---- Provided material

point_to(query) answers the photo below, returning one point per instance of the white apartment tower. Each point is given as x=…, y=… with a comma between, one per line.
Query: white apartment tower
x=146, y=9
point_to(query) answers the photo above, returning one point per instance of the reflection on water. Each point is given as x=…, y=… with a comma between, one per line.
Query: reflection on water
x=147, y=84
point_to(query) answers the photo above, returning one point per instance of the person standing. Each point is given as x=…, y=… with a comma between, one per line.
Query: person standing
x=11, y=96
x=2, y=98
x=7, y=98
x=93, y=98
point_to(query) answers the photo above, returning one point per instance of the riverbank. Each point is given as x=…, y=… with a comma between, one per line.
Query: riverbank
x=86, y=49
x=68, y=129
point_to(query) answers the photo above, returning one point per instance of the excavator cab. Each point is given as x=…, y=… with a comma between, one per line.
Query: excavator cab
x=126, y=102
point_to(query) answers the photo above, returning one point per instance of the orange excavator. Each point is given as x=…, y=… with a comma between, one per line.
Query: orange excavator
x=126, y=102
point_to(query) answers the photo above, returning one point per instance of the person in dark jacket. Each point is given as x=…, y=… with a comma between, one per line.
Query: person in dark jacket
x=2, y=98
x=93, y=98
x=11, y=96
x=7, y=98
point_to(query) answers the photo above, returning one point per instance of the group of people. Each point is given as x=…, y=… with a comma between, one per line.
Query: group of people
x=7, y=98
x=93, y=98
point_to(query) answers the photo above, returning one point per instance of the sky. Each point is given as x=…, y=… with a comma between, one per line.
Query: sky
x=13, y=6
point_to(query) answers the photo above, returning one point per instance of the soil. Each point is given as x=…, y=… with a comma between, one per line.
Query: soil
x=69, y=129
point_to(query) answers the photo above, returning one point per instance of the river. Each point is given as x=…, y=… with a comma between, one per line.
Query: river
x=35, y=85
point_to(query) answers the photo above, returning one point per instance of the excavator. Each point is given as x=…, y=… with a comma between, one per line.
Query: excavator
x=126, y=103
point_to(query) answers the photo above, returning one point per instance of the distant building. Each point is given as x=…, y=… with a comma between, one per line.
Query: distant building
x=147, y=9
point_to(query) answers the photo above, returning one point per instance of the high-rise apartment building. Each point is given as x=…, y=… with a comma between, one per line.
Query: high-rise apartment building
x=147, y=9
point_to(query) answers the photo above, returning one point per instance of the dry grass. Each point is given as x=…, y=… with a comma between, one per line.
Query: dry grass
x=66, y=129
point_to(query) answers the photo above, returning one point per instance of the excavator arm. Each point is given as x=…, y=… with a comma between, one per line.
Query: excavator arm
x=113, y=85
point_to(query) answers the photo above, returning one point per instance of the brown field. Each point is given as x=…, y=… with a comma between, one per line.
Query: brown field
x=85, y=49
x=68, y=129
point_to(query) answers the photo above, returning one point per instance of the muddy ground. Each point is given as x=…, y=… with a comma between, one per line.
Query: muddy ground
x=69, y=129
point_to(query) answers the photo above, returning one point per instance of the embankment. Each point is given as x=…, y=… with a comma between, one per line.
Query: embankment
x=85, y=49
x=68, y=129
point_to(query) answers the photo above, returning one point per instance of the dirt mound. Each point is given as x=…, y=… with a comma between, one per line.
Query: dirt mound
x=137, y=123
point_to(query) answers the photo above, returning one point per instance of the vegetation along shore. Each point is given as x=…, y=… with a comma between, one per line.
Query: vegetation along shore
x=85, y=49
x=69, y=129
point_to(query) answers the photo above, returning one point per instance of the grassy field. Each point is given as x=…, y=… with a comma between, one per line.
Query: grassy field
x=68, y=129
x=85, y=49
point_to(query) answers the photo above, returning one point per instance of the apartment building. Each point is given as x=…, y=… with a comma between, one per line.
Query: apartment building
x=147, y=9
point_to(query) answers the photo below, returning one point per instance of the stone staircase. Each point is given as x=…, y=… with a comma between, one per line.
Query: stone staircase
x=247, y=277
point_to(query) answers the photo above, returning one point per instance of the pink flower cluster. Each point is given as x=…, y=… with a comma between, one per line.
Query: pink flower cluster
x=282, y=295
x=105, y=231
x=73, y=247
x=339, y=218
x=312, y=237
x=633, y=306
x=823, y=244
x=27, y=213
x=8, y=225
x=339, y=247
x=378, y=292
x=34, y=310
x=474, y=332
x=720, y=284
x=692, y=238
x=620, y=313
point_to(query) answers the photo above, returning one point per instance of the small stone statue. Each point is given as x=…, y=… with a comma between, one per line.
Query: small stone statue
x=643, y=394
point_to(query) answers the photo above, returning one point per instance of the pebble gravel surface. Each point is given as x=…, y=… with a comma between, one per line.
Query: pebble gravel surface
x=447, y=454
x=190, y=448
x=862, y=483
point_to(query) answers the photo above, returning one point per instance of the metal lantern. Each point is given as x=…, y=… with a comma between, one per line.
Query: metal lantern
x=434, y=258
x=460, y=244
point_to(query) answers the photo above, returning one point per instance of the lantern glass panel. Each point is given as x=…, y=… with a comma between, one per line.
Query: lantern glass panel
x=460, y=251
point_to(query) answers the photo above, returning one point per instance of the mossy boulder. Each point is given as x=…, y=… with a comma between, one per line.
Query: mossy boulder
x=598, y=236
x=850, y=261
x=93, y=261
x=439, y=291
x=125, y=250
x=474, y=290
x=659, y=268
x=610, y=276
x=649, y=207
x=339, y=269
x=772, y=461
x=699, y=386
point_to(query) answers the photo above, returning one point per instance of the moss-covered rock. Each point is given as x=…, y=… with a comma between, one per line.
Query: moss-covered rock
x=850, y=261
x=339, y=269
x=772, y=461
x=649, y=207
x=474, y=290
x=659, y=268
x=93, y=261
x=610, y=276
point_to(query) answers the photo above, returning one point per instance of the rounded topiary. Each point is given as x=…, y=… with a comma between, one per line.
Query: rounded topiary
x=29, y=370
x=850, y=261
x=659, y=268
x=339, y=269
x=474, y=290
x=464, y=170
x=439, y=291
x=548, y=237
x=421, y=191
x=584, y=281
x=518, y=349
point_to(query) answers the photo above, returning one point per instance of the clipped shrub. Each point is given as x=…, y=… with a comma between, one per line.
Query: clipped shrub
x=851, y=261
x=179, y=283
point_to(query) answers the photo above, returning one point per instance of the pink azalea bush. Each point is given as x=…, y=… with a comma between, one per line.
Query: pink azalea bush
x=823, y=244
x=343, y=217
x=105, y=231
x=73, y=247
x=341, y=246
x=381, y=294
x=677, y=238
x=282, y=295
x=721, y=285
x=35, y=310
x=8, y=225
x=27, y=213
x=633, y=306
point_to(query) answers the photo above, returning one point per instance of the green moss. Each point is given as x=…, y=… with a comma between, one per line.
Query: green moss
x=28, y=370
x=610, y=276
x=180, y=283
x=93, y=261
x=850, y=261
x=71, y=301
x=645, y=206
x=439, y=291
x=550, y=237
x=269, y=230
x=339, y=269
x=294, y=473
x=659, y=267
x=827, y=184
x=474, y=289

--------

_What the task asks_
Reproduce each line of the records in which "below" appears.

_Solution for this exercise_
point_to(query) answers the photo below, returning one point per instance of the white apartment tower. Each point is given as x=…, y=… with a comma between, one per line.
point_to(query) answers the photo below, returning one point per instance of the stone staircase. Each point is given as x=…, y=… with a comma between, one per line.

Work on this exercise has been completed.